Free-text object descriptions
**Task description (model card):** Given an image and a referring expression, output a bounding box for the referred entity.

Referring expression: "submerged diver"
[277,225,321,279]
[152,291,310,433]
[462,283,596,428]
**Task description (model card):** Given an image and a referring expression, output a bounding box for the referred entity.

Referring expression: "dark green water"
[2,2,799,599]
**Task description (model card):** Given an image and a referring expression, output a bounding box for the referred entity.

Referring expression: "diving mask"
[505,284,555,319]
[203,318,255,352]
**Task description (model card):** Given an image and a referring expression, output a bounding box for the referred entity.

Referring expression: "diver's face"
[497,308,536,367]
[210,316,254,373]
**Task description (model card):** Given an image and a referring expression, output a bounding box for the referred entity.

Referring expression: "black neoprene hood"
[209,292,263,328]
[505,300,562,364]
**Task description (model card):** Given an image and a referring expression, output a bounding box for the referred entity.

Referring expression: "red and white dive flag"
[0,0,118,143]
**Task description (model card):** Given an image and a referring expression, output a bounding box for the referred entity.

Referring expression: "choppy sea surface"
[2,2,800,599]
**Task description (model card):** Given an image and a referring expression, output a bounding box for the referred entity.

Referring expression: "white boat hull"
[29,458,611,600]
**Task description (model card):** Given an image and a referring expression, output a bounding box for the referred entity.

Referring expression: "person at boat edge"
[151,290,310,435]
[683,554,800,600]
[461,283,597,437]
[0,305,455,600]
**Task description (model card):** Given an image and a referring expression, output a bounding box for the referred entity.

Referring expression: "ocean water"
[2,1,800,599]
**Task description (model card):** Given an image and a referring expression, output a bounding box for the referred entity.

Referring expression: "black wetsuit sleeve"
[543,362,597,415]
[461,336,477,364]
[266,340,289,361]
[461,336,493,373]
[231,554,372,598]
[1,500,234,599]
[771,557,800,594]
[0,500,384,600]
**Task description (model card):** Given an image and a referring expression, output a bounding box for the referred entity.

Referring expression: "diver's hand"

__Task directions__
Restate the records from above exactly as they read.

__Output for this task__
**Task description (model card):** Given an image and a referring expression, output a bounding box for the referred entity.

Referring expression: "submerged diver"
[277,225,321,279]
[152,291,310,433]
[462,283,596,428]
**Task description (model card):** Given an image and a referring expression, output a bounding box for the referred entity.

Referring expression: "dark green water"
[2,2,799,599]
**Task description (model card):** Given an image and a referring expression, output a bounding box for the referred entity.

Referring expression: "diving mask"
[505,284,555,319]
[203,318,255,352]
**Task description (model card):** Given an image and a referring expression, output a bounding box for the referred entity.

Referring expression: "diver's face"
[497,308,536,367]
[210,316,254,373]
**Task description (model card):** Given an image and a referring expression, output a bounding box for the referred entity.

Referring expression: "black neoprene hood"
[209,292,263,328]
[505,300,562,364]
**Task description (model card):** Given an image and a referring expression, output a bounding box for the referred entity.

Referring expression: "red and white dive flag"
[0,0,118,143]
**Task description (model card):** Given an image and a referring expression, output a bounding box for the referred entity.

Referring expression: "choppy sea surface"
[2,2,800,599]
**Task description (model card):** Given an image and a referring expression, output a bounding box for the referred entity.

Referring expression: "white boat hull"
[29,458,611,600]
**Task description (model card):** Given an image and a referring expression, output a bounding box for the referred entity.

Referring expression: "person at boat edge"
[151,290,310,435]
[683,554,800,600]
[461,283,597,437]
[0,305,455,600]
**Task description (model card):** Given an image and a referring expression, output a bounding box for the referred entity.

Referring expression: "ocean water"
[2,1,800,599]
**Task description (model card):** Given an image and a referring expression, output a bounding box for the referred entity.

Referring expression: "black wetsuit sleeve"
[543,362,597,415]
[461,336,477,364]
[266,340,289,361]
[461,336,493,373]
[231,554,372,598]
[1,500,234,599]
[771,557,800,594]
[0,500,384,600]
**Task description (model card):** Given an image and a referring expression, output a bounding box for the referred entity.

Referring expression: "diver's hand"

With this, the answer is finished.